Do Tax Cuts Increase Revenue?

Every time a tax increase on the wealthy is proposed, the right puts forth a list of tired old talking points. The reality is they simply oppose tax increases for ideological, not practical reasons. However, in order to mask this reality they trot out several false claims, including the false claim that tax cuts increase revenue.

Tax cuts increase revenue

In making this argument, the right claims that tax increases actually deter growth, since investors are less likely to invest their money if it’s simply going to be taxed away.  The inverse of this of course is that lower taxes will encourage such investment, which will create jobs and boost GDP growth which in turn boost revenues, and there you have it; tax cuts increase revenue.  Citing the Laffer curve in a misleading way, right wing pundits argue that tax cuts increase revenue (and for that matter, job creation).

• _DATA ENTRIES_:
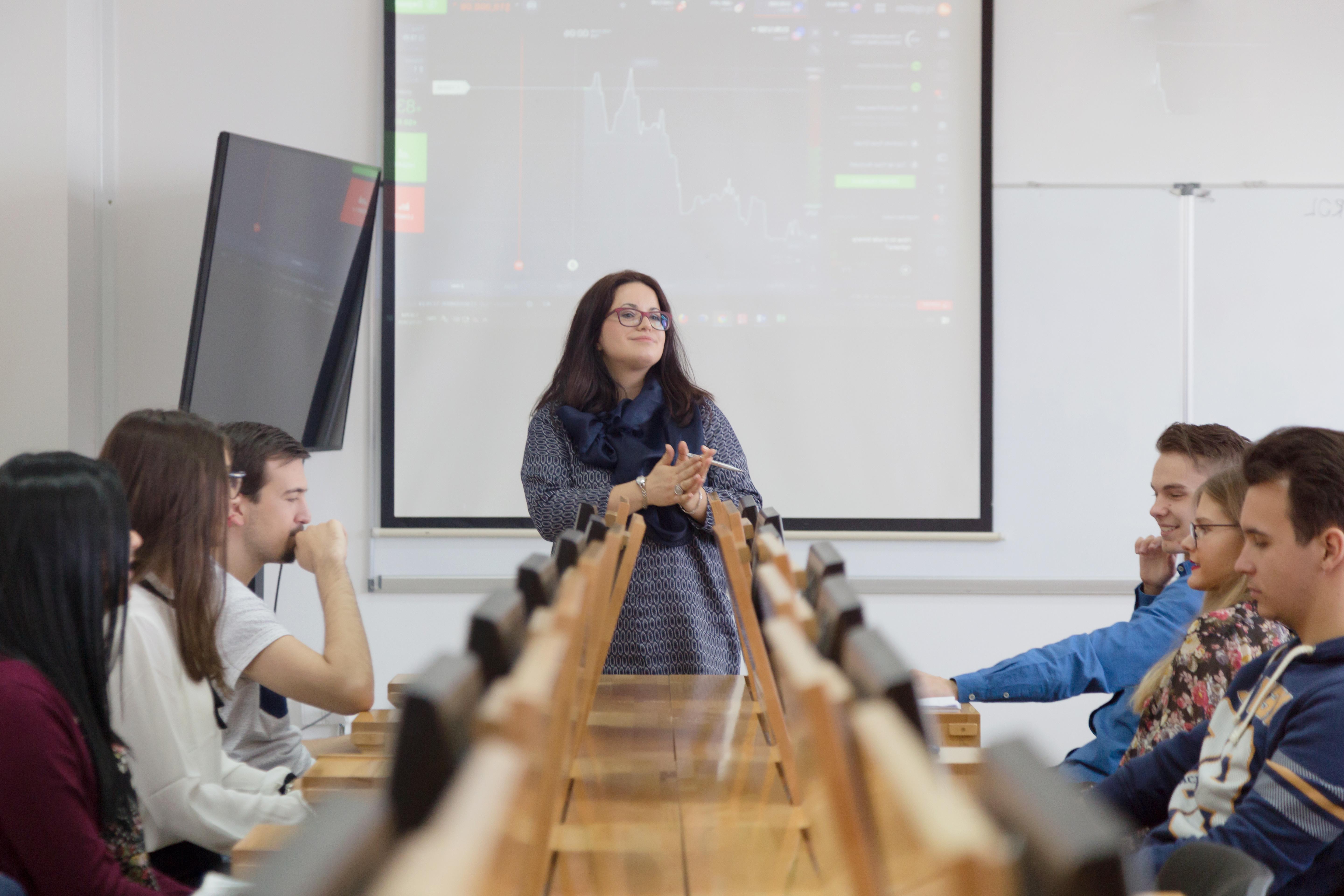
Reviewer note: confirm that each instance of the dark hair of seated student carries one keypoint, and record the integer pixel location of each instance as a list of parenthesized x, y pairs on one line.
[(69, 821), (173, 468)]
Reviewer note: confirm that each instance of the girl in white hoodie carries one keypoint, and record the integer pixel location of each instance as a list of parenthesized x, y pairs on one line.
[(163, 695)]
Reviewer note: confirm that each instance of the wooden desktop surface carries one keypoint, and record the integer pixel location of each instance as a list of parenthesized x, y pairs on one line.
[(675, 791)]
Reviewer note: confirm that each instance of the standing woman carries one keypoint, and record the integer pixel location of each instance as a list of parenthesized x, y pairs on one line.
[(619, 420), (69, 823), (197, 802)]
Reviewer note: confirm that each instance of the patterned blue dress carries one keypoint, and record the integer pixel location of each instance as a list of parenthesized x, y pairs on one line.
[(678, 614)]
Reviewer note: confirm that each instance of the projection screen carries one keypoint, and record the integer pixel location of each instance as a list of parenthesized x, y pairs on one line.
[(810, 182)]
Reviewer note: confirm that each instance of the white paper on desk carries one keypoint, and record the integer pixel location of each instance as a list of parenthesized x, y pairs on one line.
[(222, 886)]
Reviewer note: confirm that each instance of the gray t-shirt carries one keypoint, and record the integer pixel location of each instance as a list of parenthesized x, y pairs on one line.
[(259, 730)]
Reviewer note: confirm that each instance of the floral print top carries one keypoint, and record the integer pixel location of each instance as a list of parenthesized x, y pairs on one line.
[(1217, 645)]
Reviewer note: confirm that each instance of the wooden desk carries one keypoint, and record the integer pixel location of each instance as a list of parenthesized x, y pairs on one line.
[(345, 772), (677, 792)]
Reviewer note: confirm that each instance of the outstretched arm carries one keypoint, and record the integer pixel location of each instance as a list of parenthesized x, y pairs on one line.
[(341, 679)]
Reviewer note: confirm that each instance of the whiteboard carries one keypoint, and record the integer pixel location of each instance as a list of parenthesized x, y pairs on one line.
[(807, 182), (1178, 91), (1269, 308)]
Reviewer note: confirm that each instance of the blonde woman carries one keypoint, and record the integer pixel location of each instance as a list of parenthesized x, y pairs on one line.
[(1182, 690)]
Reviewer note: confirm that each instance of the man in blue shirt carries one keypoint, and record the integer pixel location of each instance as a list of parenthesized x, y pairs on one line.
[(1113, 660)]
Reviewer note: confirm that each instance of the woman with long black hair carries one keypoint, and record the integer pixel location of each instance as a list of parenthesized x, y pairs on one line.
[(622, 418), (69, 820)]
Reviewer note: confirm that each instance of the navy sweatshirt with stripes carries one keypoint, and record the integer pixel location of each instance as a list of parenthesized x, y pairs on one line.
[(1265, 774)]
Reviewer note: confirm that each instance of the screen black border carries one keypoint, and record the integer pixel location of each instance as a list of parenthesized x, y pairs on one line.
[(388, 436), (338, 382)]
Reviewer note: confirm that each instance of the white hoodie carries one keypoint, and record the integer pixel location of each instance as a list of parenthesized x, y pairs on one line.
[(189, 789)]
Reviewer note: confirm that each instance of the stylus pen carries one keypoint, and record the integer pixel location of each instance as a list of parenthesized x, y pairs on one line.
[(726, 467)]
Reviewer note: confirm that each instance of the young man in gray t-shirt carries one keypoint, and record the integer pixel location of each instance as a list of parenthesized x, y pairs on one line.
[(264, 664)]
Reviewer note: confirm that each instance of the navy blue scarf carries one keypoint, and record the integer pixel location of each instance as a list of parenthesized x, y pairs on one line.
[(630, 441)]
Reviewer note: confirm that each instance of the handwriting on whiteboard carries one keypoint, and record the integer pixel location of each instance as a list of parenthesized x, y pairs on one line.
[(1327, 207)]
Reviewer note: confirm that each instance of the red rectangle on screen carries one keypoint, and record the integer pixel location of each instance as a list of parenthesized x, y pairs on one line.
[(357, 202), (409, 210)]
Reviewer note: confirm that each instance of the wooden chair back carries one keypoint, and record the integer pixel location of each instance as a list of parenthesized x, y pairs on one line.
[(839, 610), (769, 516), (834, 798), (781, 598), (336, 854), (566, 550), (823, 561), (435, 735), (875, 669), (585, 514), (497, 632), (1072, 847), (737, 564), (620, 551), (931, 831), (468, 847), (537, 580), (596, 531)]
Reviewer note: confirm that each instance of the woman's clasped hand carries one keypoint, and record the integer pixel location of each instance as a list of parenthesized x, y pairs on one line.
[(682, 483)]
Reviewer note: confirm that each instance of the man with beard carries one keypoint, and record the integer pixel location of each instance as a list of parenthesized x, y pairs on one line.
[(264, 664)]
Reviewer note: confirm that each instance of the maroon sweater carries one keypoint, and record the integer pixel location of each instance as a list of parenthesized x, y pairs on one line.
[(50, 837)]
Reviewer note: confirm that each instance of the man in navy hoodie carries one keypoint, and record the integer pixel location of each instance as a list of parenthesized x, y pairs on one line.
[(1113, 660), (1265, 774)]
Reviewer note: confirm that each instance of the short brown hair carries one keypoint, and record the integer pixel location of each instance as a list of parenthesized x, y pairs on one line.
[(173, 467), (1210, 447), (1312, 461), (253, 445)]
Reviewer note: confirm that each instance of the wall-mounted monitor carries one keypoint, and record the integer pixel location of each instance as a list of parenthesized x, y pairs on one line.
[(280, 289)]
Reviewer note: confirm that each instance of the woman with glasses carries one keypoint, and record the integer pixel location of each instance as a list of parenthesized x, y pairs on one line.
[(623, 418), (1182, 690)]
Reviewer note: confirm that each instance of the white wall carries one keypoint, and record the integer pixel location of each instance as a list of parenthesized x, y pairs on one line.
[(1078, 350), (33, 230)]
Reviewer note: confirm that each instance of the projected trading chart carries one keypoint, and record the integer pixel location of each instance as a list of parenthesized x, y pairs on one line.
[(804, 178)]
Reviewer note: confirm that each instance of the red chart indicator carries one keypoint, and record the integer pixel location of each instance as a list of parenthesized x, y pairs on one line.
[(358, 197)]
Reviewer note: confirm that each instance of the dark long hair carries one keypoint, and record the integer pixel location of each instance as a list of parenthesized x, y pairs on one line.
[(64, 555), (582, 381), (173, 465)]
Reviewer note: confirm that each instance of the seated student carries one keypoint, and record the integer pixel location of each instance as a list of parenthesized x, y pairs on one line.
[(1183, 687), (1113, 660), (263, 662), (69, 823), (1265, 774), (197, 802)]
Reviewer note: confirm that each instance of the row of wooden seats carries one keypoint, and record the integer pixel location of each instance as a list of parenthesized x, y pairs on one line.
[(498, 729), (845, 715)]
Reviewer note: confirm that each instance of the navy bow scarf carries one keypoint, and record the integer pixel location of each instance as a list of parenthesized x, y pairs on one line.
[(630, 441)]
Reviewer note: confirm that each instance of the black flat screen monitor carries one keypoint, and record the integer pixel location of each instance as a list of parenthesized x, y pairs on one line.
[(280, 289)]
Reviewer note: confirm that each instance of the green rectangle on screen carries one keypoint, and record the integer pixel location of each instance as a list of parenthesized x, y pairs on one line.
[(875, 182), (419, 7), (410, 152)]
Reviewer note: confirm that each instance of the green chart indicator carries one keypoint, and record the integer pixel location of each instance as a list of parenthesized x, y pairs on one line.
[(875, 182), (410, 156), (419, 7)]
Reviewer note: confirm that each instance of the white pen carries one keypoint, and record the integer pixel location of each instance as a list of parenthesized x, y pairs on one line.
[(713, 463)]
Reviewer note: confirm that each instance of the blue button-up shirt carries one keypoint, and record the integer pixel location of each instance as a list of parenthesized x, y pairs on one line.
[(1111, 660)]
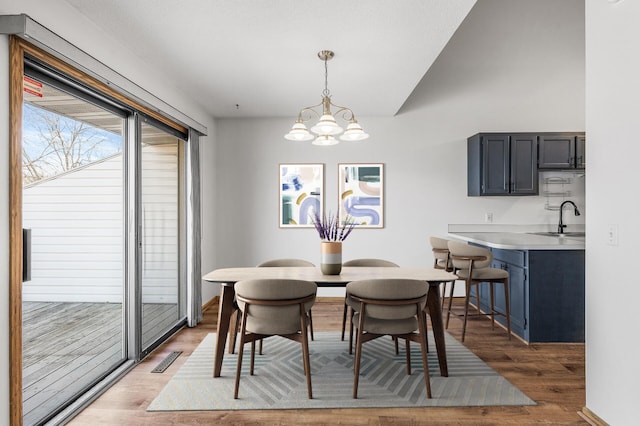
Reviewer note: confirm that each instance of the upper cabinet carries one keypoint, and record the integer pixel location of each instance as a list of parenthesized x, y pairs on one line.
[(561, 151), (502, 164)]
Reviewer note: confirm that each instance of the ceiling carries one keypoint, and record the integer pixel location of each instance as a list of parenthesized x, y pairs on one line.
[(258, 58)]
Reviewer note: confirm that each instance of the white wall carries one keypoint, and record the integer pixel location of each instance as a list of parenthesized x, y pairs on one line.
[(62, 19), (613, 90), (502, 71)]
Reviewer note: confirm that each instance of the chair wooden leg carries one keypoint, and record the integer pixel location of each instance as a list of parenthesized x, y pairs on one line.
[(344, 319), (234, 331), (493, 305), (356, 364), (466, 309), (422, 329), (407, 349), (253, 356), (305, 355), (240, 353), (351, 333), (507, 303), (453, 284)]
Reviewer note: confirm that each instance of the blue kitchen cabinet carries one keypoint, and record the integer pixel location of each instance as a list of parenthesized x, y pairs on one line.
[(546, 292)]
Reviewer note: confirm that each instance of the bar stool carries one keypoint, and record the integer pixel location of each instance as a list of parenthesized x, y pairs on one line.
[(442, 260), (471, 264)]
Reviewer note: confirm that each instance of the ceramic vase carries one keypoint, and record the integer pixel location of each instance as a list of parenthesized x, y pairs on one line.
[(331, 257)]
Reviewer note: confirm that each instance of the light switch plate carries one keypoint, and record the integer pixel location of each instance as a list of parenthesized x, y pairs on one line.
[(612, 235)]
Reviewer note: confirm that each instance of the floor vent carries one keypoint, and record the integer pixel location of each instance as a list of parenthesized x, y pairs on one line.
[(165, 363)]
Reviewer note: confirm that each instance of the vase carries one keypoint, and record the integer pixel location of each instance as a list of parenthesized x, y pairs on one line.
[(331, 257)]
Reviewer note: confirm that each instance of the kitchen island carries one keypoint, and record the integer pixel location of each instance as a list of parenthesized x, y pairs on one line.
[(546, 282)]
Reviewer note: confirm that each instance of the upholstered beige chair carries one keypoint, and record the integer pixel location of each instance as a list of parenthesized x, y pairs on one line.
[(285, 262), (274, 307), (472, 264), (393, 307), (359, 262)]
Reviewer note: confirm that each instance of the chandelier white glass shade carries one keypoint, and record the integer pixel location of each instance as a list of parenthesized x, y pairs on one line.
[(327, 128)]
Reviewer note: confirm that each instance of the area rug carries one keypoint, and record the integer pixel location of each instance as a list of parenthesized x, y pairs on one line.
[(279, 380)]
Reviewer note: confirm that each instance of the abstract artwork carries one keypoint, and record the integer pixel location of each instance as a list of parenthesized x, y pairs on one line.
[(361, 194), (301, 193)]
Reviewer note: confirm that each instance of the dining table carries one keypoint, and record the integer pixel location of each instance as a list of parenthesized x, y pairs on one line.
[(227, 277)]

• _WHAT YOU SHOULD DO_:
Copy out the whole article on whether tax cuts increase revenue word for word. The listing plays no part in this work.

• _REPLY_:
Do Tax Cuts Increase Revenue?

Every time a tax increase on the wealthy is proposed, the right puts forth a list of tired old talking points. The reality is they simply oppose tax increases for ideological, not practical reasons. However, in order to mask this reality they trot out several false claims, including the false claim that tax cuts increase revenue.

Tax cuts increase revenue

In making this argument, the right claims that tax increases actually deter growth, since investors are less likely to invest their money if it’s simply going to be taxed away.  The inverse of this of course is that lower taxes will encourage such investment, which will create jobs and boost GDP growth which in turn boost revenues, and there you have it; tax cuts increase revenue.  Citing the Laffer curve in a misleading way, right wing pundits argue that tax cuts increase revenue (and for that matter, job creation).